Rows of box annotation data>
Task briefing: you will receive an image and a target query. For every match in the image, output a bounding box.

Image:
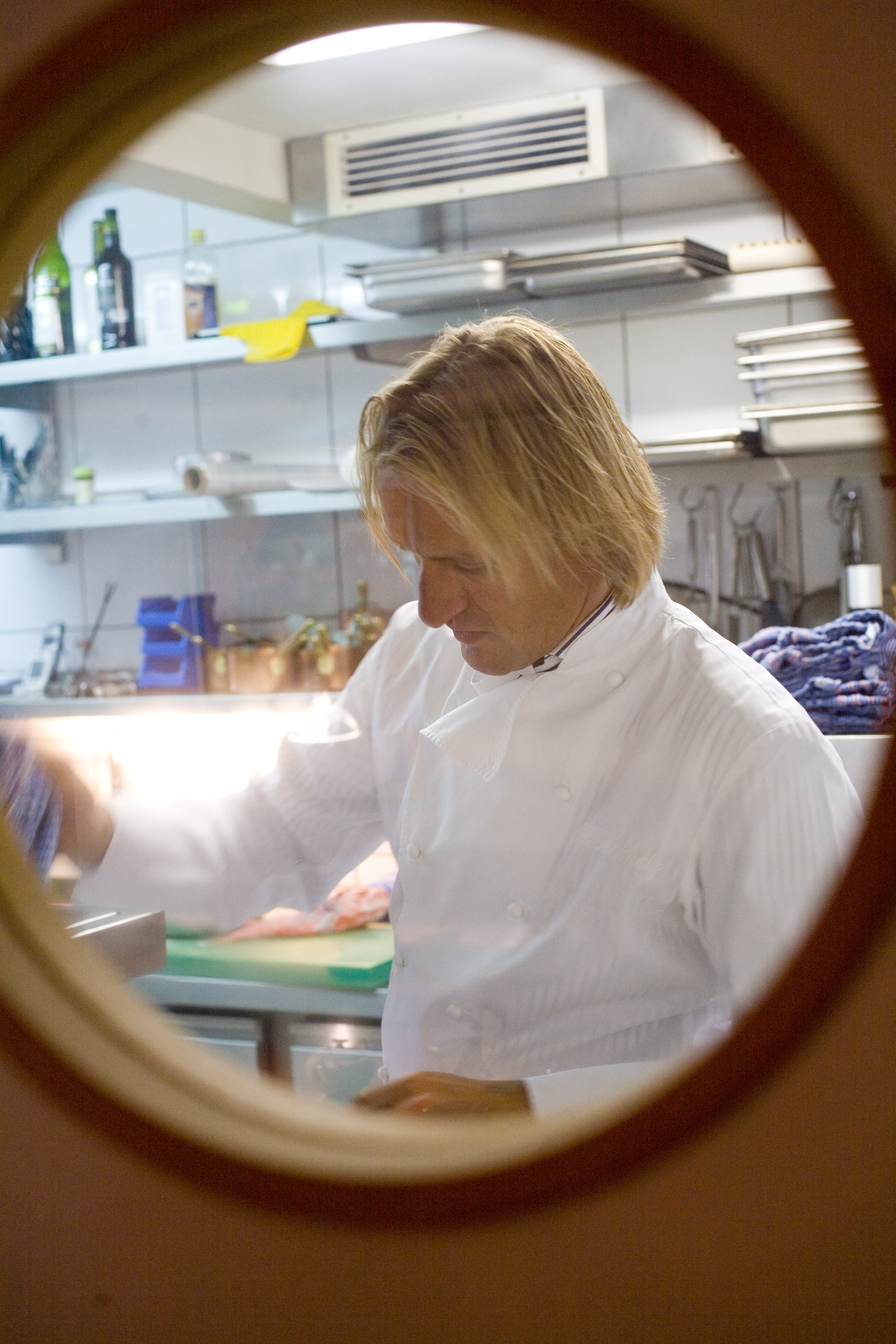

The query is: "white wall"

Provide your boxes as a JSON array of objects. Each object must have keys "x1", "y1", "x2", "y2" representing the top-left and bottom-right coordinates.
[{"x1": 0, "y1": 176, "x2": 896, "y2": 682}]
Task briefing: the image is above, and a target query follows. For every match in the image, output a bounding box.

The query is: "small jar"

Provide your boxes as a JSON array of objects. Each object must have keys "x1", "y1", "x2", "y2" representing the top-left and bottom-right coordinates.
[{"x1": 71, "y1": 466, "x2": 97, "y2": 504}]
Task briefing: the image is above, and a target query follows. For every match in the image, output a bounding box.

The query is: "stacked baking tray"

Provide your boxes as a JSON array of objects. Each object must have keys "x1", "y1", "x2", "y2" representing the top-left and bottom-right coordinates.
[
  {"x1": 508, "y1": 238, "x2": 728, "y2": 298},
  {"x1": 735, "y1": 319, "x2": 886, "y2": 455},
  {"x1": 347, "y1": 238, "x2": 728, "y2": 313},
  {"x1": 641, "y1": 429, "x2": 762, "y2": 466}
]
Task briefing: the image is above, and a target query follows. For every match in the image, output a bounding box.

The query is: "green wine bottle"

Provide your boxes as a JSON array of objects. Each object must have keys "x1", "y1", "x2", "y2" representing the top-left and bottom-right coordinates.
[
  {"x1": 97, "y1": 209, "x2": 137, "y2": 349},
  {"x1": 31, "y1": 233, "x2": 75, "y2": 356}
]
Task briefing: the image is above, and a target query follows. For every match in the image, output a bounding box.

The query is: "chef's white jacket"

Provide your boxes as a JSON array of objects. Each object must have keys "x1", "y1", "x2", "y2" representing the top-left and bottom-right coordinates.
[{"x1": 79, "y1": 574, "x2": 861, "y2": 1110}]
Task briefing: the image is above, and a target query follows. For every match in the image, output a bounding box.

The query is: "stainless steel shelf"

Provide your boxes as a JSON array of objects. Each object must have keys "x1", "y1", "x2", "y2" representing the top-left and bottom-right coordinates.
[
  {"x1": 0, "y1": 486, "x2": 359, "y2": 542},
  {"x1": 0, "y1": 266, "x2": 834, "y2": 390},
  {"x1": 0, "y1": 336, "x2": 248, "y2": 387},
  {"x1": 310, "y1": 266, "x2": 834, "y2": 349},
  {"x1": 653, "y1": 448, "x2": 892, "y2": 489},
  {"x1": 0, "y1": 691, "x2": 326, "y2": 719}
]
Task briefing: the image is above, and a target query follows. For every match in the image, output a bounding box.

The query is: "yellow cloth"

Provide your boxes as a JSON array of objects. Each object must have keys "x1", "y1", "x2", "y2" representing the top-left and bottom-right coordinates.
[{"x1": 220, "y1": 298, "x2": 343, "y2": 364}]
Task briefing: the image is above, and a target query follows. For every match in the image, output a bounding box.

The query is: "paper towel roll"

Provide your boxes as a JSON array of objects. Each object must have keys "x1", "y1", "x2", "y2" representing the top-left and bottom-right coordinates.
[
  {"x1": 728, "y1": 238, "x2": 821, "y2": 273},
  {"x1": 846, "y1": 565, "x2": 884, "y2": 611},
  {"x1": 181, "y1": 458, "x2": 347, "y2": 494}
]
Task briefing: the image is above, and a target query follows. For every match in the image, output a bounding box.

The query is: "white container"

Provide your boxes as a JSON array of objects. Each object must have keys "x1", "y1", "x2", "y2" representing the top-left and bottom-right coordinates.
[
  {"x1": 846, "y1": 565, "x2": 884, "y2": 611},
  {"x1": 144, "y1": 270, "x2": 187, "y2": 346}
]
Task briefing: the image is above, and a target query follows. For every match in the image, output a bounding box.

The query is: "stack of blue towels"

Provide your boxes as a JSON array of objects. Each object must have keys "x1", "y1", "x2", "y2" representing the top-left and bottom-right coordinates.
[
  {"x1": 740, "y1": 610, "x2": 896, "y2": 733},
  {"x1": 0, "y1": 735, "x2": 62, "y2": 878}
]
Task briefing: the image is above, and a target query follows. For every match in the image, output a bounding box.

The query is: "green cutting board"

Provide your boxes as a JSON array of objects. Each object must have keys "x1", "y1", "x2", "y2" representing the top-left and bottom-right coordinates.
[{"x1": 164, "y1": 923, "x2": 395, "y2": 989}]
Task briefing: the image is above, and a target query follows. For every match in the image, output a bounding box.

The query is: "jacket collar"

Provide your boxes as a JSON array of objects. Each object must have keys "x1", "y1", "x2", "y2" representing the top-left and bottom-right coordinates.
[{"x1": 422, "y1": 570, "x2": 670, "y2": 779}]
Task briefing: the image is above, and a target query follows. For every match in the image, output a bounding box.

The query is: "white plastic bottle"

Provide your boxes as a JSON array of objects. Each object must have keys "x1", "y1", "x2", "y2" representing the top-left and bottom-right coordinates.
[
  {"x1": 144, "y1": 270, "x2": 187, "y2": 346},
  {"x1": 82, "y1": 219, "x2": 103, "y2": 355},
  {"x1": 184, "y1": 229, "x2": 218, "y2": 337}
]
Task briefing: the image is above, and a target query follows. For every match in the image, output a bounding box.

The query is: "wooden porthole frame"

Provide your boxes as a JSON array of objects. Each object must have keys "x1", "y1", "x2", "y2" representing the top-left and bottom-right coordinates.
[{"x1": 0, "y1": 0, "x2": 896, "y2": 1226}]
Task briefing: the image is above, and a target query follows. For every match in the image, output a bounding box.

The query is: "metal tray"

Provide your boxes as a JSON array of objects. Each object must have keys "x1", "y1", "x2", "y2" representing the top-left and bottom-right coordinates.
[
  {"x1": 508, "y1": 238, "x2": 728, "y2": 298},
  {"x1": 740, "y1": 401, "x2": 888, "y2": 457},
  {"x1": 345, "y1": 247, "x2": 517, "y2": 313},
  {"x1": 641, "y1": 429, "x2": 762, "y2": 466}
]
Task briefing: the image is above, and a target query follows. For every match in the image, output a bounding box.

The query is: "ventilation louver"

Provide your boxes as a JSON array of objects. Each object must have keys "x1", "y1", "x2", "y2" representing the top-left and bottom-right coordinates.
[{"x1": 324, "y1": 89, "x2": 607, "y2": 217}]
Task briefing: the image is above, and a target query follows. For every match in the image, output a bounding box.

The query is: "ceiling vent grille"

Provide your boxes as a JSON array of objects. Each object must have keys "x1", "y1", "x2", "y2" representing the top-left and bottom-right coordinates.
[{"x1": 324, "y1": 89, "x2": 607, "y2": 217}]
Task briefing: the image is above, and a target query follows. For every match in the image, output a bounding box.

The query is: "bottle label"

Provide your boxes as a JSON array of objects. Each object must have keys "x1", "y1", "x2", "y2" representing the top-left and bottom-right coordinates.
[
  {"x1": 31, "y1": 295, "x2": 66, "y2": 355},
  {"x1": 184, "y1": 285, "x2": 218, "y2": 336},
  {"x1": 144, "y1": 274, "x2": 187, "y2": 346}
]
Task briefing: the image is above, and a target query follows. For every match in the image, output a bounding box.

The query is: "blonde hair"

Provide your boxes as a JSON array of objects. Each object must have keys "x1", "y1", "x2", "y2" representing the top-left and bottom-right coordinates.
[{"x1": 357, "y1": 317, "x2": 665, "y2": 606}]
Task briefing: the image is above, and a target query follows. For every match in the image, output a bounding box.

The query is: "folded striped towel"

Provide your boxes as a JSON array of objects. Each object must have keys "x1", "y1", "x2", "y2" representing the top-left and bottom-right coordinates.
[
  {"x1": 740, "y1": 610, "x2": 896, "y2": 734},
  {"x1": 0, "y1": 734, "x2": 62, "y2": 878}
]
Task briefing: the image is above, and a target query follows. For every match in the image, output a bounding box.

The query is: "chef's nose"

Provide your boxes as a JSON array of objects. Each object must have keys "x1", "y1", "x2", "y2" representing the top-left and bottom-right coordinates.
[{"x1": 418, "y1": 562, "x2": 466, "y2": 631}]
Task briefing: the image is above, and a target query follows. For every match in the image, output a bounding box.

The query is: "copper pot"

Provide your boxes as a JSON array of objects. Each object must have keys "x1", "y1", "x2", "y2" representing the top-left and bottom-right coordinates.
[
  {"x1": 218, "y1": 644, "x2": 293, "y2": 695},
  {"x1": 293, "y1": 644, "x2": 367, "y2": 691}
]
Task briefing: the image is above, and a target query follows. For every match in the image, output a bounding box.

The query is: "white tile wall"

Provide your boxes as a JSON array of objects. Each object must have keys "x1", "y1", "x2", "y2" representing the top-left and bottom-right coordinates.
[
  {"x1": 565, "y1": 321, "x2": 631, "y2": 421},
  {"x1": 326, "y1": 349, "x2": 402, "y2": 457},
  {"x1": 215, "y1": 231, "x2": 324, "y2": 325},
  {"x1": 0, "y1": 544, "x2": 85, "y2": 634},
  {"x1": 196, "y1": 355, "x2": 331, "y2": 463},
  {"x1": 70, "y1": 368, "x2": 197, "y2": 491},
  {"x1": 183, "y1": 200, "x2": 295, "y2": 247},
  {"x1": 337, "y1": 514, "x2": 418, "y2": 611},
  {"x1": 626, "y1": 300, "x2": 787, "y2": 441},
  {"x1": 0, "y1": 176, "x2": 896, "y2": 682},
  {"x1": 203, "y1": 514, "x2": 340, "y2": 626},
  {"x1": 59, "y1": 185, "x2": 185, "y2": 266}
]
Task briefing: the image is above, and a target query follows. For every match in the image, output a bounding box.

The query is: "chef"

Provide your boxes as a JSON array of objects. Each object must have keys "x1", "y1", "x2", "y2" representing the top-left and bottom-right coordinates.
[{"x1": 63, "y1": 317, "x2": 861, "y2": 1114}]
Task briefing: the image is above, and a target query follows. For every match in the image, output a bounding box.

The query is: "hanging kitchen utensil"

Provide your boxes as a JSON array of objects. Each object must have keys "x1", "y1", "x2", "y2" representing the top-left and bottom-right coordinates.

EXERCISE DIRECTIONS> Pick out every line in the data above that contains the word "bottle", and copy those lines out. Treat uppercase and lowercase as different.

REPLY>
The query is: "green wine bottle"
The query is: "white plastic bottle"
The query is: "bottle label"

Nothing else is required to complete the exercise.